* **Given passage**:
%%

Meanwhile, there have been recent attempts to consider the physical environment characteristics unique to individual buildings or neighborhood housing conditions using data at the house level. For example, Park and Oh [20] used the individual-level building database and discovered that attributes of individual buildings such as area, number of floors, and building age have significant effects on the probability of housing vacancy. However, their research methodology failed to reflect the nested data structure, which results from houses being located in a single neighborhood. In other words, these house-level variables have a nested structure at the neighborhood level [36], and thus it is necessary to use a multilevel model for analysis [37].

3. Data and Methods

3.1. Study Area

This study examines the case of Daegu in South Korea. Daegu is a major metropolitan city that is one of the three largest cities in South Korea, along with Seoul and Busan. The population of Daegu reached its peak in 2010 at 2.512 million and has since declined constantly, reaching a population of 2.485 million in 2016. The population decline in this city is mainly caused by low birth rates—a severe social issue in South Korea—as well as population outflow [38]. In particular, there is almost no natural population growth by birth in the city center, while there is massive population outflow to the outskirts or other cities, thereby resulting in rapid urban decline [38]. Daegu was the leader of economic development and modernization in South Korea based on the textile industry in the 1970–1980s, but it is now facing continuous economic depression as the textile industry declined and the city suffered from a financial crisis. The stagnation of the industrial foundation in the city is causing a decline of residential areas, along with industrial areas formed around the city.

3.2. Housing Vacancy Database

Most studies on housing vacancy in South Korea have used housing vacancy data provided by the Population and Housing Census. Because this data is collected at the level of cities, counties, and boroughs, these studies do not consider individual house-level characteristics. This study used the Vacant Building Database used by Park and Oh [20]. The Vacant Building Database is provided by Daegu and has spatial data that can be used to determine the locations of vacant buildings in the entire city as of 2016. Vacant buildings include buildings of all uses such as houses (single- and multi-family houses), retail stores, factories, and warehouses, and it was found that there were 2731 vacant buildings in 2016. This study limited the scope of research to only single-family houses. Buildings of other uses such as apartment buildings, retail stores, factories, and warehouses were excluded because they account for a very small portion, only 0.21%, of all vacant buildings. In particular, even though there are multiple houses in a single apartment building, it is difficult to reflect this because of limited data.
The Vacant Building Database has only spatial information of vacant buildings and thus must be combined with separate data on housing locations and other attributes. This study established the individual house-level Housing Vacancy Database through data processing as shown in Figure 1. To do so, first, the GIS Integrated Building Database and Vacant Building Database were combined. The GIS Integrated Building Database is spatial data that can determine the location and form of all buildings and contains attribute data such as use, number of floors, year of construction, structure, etc. The two databases were combined using spatial analysis and Parcel Numbering Unit (PNU) codes. Then, this was combined with the Building Register—which additionally provides individual house-level variables such as lot shape, slope, street, land price, etc.—using PNU codes as a non-spatial database. Next, single-family houses were extracted using the attribute data of building use. As a result, 143,460 single-family houses were extracted within the study area. Moreover, the number of vacant houses within 500 m of individual houses was also calculated through spatial analysis. Finally, neighborhood-level variables were added in combination with the Population and Housing Census and National Establishment Survey.

%%

Lines of data
%%

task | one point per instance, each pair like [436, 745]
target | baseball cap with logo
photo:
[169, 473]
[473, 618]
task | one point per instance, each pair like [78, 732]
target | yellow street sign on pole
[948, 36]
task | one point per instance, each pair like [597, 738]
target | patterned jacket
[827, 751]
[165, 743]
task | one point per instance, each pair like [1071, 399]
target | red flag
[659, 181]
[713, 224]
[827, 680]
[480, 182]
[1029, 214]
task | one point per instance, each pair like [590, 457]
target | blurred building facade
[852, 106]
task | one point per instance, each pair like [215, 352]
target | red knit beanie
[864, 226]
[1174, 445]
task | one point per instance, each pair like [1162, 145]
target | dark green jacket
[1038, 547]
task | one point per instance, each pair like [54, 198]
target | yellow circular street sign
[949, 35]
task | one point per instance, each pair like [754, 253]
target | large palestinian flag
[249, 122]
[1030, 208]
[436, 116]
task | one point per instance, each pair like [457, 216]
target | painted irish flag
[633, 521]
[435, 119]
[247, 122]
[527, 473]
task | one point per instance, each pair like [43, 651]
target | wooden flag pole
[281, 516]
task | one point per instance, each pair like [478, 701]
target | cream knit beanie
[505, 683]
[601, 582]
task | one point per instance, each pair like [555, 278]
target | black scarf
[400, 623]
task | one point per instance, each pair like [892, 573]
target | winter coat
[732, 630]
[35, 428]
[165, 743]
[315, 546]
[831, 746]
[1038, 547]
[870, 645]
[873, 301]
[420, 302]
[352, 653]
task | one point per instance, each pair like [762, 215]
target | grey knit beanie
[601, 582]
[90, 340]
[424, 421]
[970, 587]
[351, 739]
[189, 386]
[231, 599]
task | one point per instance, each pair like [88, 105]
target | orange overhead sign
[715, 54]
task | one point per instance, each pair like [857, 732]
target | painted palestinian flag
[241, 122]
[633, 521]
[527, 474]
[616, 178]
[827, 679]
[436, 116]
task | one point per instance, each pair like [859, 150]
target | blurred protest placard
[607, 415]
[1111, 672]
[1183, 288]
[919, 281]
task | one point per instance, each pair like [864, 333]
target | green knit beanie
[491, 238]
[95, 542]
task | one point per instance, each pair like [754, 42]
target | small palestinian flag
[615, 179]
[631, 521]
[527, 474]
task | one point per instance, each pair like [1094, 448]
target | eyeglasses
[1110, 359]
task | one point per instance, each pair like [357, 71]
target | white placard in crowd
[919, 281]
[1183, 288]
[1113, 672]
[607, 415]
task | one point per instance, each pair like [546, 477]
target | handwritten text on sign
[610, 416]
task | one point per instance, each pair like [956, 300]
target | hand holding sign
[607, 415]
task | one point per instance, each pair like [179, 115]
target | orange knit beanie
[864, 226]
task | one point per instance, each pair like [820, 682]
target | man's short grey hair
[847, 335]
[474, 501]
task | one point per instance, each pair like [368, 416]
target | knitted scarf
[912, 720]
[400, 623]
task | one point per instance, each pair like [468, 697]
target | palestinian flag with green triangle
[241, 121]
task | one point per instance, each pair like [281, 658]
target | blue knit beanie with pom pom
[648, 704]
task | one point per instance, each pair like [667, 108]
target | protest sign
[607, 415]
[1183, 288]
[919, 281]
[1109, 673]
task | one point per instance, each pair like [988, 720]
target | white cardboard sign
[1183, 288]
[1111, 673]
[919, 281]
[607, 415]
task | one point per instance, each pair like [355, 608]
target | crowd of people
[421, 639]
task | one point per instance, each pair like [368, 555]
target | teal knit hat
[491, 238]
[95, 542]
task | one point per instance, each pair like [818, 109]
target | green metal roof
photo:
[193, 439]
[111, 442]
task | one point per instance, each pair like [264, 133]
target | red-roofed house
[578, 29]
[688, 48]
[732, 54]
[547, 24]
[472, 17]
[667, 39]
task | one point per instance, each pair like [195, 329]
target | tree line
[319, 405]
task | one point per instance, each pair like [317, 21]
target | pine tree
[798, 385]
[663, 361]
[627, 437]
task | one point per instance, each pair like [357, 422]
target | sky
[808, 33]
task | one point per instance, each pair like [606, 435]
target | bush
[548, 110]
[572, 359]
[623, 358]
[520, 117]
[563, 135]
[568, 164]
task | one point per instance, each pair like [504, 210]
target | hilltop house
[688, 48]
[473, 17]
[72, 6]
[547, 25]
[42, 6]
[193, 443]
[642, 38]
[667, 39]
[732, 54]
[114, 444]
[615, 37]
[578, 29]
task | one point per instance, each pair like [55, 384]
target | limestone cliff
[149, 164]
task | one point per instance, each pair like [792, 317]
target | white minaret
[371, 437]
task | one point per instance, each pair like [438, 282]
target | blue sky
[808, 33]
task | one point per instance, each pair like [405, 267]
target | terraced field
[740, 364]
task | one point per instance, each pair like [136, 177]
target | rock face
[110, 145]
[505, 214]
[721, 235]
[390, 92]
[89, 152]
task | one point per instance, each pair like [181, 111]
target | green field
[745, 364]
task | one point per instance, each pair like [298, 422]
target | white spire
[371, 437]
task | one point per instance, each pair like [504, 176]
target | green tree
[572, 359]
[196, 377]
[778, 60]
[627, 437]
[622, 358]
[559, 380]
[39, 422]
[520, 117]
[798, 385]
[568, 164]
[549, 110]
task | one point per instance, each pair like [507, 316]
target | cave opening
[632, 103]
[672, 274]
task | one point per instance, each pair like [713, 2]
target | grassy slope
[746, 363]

%%

* **Task instructions**:
#1 Print, word for word, the part of the housing vacancy passage that opens with the words containing "Meanwhile, there have" and closes with "for analysis [37].".
#2 In the housing vacancy passage, how many single-family houses were extracted within the study area?

* **Completed exercise**:
#1
Meanwhile, there have been recent attempts to consider the physical environment characteristics unique to individual buildings or neighborhood housing conditions using data at the house level. For example, Park and Oh [20] used the individual-level building database and discovered that attributes of individual buildings such as area, number of floors, and building age have significant effects on the probability of housing vacancy. However, their research methodology failed to reflect the nested data structure, which results from houses being located in a single neighborhood. In other words, these house-level variables have a nested structure at the neighborhood level [36], and thus it is necessary to use a multilevel model for analysis [37].

#2 143,460